- Given records -

********

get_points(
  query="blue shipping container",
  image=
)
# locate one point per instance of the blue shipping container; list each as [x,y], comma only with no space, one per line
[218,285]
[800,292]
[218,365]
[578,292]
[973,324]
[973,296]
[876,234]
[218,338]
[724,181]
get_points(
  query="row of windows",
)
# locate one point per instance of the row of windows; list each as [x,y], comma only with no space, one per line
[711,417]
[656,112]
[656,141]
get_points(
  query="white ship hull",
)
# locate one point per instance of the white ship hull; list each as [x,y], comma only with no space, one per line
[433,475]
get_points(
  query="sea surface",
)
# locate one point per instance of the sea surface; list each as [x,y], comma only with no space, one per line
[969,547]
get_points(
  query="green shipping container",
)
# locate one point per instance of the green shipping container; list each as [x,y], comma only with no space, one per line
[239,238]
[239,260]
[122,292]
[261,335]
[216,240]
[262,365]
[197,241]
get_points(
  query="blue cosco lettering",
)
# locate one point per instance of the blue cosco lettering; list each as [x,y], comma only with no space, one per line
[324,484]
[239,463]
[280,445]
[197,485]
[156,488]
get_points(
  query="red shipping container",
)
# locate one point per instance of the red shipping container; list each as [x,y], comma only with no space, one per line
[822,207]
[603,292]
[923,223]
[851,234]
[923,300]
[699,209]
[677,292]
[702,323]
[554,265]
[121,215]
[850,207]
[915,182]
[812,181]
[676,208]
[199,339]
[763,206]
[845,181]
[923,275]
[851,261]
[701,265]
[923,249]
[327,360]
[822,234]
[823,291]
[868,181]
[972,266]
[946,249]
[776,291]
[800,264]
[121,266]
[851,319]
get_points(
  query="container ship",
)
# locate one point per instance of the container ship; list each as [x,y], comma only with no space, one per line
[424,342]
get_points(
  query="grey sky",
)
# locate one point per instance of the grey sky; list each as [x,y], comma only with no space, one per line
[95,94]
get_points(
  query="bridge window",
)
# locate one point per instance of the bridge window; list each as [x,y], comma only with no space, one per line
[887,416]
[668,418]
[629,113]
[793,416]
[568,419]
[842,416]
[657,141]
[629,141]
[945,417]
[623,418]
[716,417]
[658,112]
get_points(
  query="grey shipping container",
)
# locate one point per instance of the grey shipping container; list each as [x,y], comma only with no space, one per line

********

- What the task requires -
Would you retype the full listing without altering a single word?

- Solution to the problem -
get_points(
  query="blue shipping container",
  image=
)
# locate one point per instance of the blue shipping container; list each as [x,y], comma only with no space, one per line
[218,285]
[800,292]
[218,365]
[578,292]
[973,324]
[973,296]
[876,234]
[218,338]
[724,181]
get_points(
  query="row of windows",
)
# locate one point per instance of the row of windows; list each as [x,y], comma only with no space, one per line
[711,417]
[656,112]
[656,141]
get_points(
  query="white ship hull",
)
# locate one point per instance of the white ship hull; list each as [x,y], comma only with no space, one per line
[433,475]
get_points(
  query="sea surface",
)
# locate one point per instance of the sea surface; list each as [x,y], comma only with no space, one per line
[969,547]
get_points(
  query="green shipping container",
)
# locate one point per instance of the green shipping container; list each as [x,y], comma only with no space, one per line
[239,238]
[239,260]
[122,292]
[261,335]
[216,240]
[262,365]
[197,241]
get_points(
  query="blue cosco lettering",
)
# locate one point per instance of the blue cosco lettering; list each as [x,y], comma only with no space, one per line
[324,484]
[239,463]
[280,445]
[197,485]
[156,488]
get_points(
  query="red shipping container",
)
# locate one point per instance of the red shipping container; list each as [x,y], comma only with no space, one per line
[822,207]
[603,292]
[923,223]
[851,234]
[923,300]
[699,209]
[677,292]
[702,323]
[554,265]
[121,215]
[850,207]
[915,182]
[812,181]
[676,208]
[199,339]
[763,206]
[845,181]
[923,275]
[851,261]
[701,265]
[923,249]
[327,360]
[822,234]
[823,291]
[868,181]
[972,266]
[946,249]
[776,291]
[800,264]
[121,266]
[851,319]
get_points(
  query="container ship",
)
# locate one point per instance of the container ship; list each as [x,y], comma only with no space, one per line
[424,342]
get_points(
  query="grey sky",
)
# locate one point per instance of the grey sky; list each as [x,y], comma only with no space, one per line
[95,94]
get_points(
  query="bridge window",
)
# locate one point per instance of the bridge window; list each as [x,y], comma only with no space, one per line
[887,416]
[668,418]
[629,113]
[793,416]
[568,419]
[842,416]
[657,141]
[629,141]
[945,417]
[623,418]
[716,417]
[658,112]
get_points(
  query="grey shipping container",
)
# locate one point per instance of the grey shipping container; list each as [x,y], comma only with no space, one per line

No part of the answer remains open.